*** Extract Section Begins ***
The Maryland report recommends ways to avoid the problems experienced by other states. One practice it touts is a comprehensive drilling plan, where a driller clusters a few wells in one place and disturbs only 1–2 percent of the land in construction. It suggests comprehensive mapping before drilling — something not always done in Pennsylvania — so drillers can avoid subterranean voids and water surfaces. It also recommends that Maryland not allow drilling within 2,000 feet of underground drinking water sources. And, it strongly advocates for recycling wastewater and abolishing the storage of fracking waste in open pits, a practice that has made animals sick in several states.

Pennsylvania allowed several municipal wastewater plants to take fracking waste, even though the plants did not have the ability to take out the toxic chemicals. At least one of those plants discharged the toxic-laden waste into the Susquehanna.

"Under no circumstances should Maryland allow discharge of any untreated or partially treated brine, or residuals from brine treatment facilities, into the waters of the state," the report said. "To protect its water supplies, Maryland should establish a goal of 100 percent recycling of wastewater in permitting any Marcellus Shale Gas Drilling within the state and have a very strong preference for on-site recycling of wastewater."
*** Extract Section Ends ***
*** Listed records Section Begins ***
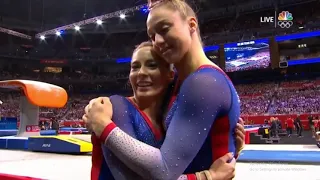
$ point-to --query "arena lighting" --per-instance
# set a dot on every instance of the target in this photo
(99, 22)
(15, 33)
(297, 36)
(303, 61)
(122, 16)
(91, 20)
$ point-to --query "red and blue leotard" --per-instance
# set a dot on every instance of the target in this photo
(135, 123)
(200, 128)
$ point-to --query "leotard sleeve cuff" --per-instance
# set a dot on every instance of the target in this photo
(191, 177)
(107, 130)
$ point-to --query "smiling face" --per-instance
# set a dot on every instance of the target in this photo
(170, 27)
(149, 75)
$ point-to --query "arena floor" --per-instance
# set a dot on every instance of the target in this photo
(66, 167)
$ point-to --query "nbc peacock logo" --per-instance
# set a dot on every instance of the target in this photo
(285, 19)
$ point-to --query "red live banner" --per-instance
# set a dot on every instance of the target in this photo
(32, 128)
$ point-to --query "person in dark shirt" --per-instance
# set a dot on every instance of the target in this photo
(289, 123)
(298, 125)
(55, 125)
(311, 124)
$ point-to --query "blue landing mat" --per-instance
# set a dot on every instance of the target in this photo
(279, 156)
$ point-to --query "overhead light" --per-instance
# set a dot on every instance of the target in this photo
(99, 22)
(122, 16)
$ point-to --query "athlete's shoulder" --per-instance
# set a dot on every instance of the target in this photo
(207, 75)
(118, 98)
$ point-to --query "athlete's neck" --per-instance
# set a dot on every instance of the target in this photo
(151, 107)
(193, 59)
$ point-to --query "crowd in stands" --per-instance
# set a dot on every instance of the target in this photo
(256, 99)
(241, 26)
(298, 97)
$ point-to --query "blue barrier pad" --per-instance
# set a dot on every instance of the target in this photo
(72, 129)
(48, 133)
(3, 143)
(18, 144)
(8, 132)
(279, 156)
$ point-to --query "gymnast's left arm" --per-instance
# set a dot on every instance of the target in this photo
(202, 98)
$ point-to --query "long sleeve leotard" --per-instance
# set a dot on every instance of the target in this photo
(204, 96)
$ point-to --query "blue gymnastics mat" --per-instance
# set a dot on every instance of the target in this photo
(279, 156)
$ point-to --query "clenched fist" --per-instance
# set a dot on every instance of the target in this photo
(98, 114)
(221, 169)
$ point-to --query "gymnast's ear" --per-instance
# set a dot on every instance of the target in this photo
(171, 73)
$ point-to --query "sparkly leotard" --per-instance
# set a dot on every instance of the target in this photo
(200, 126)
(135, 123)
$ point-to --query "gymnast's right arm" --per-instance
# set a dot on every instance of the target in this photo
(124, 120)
*** Listed records Section Ends ***
*** Listed records Section Begins ***
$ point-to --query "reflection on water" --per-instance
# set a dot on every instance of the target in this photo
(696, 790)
*** Listed records Section Ends ***
*** Listed records Section Begins ***
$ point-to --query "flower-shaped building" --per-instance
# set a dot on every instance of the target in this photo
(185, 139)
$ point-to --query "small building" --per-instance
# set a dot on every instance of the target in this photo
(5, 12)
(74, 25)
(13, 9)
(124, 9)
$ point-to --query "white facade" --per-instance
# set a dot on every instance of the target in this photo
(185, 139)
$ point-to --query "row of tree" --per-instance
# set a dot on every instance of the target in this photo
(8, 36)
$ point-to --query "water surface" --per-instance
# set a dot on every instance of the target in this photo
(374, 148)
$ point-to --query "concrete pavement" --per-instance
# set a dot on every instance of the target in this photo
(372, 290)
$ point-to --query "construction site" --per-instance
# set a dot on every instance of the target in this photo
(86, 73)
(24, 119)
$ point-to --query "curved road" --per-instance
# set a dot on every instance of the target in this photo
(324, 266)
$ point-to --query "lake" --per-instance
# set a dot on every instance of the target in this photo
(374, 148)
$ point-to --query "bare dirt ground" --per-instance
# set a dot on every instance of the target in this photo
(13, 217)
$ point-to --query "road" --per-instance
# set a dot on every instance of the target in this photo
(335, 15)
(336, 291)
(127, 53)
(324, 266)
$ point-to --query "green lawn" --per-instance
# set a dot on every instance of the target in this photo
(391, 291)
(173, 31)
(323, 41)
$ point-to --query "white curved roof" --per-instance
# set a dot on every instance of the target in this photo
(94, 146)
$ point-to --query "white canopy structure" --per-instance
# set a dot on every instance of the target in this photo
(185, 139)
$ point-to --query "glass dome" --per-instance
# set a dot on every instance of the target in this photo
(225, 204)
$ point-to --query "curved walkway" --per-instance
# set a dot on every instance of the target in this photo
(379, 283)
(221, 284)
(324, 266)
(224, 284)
*** Listed records Section Ends ***
Exercise prompt
Extract the passage of the text on the Maryland drilling report between "Pennsylvania allowed several" and "into the Susquehanna.", inclusive. None of the data has any bearing on what comes next.

Reply to the exercise
Pennsylvania allowed several municipal wastewater plants to take fracking waste, even though the plants did not have the ability to take out the toxic chemicals. At least one of those plants discharged the toxic-laden waste into the Susquehanna.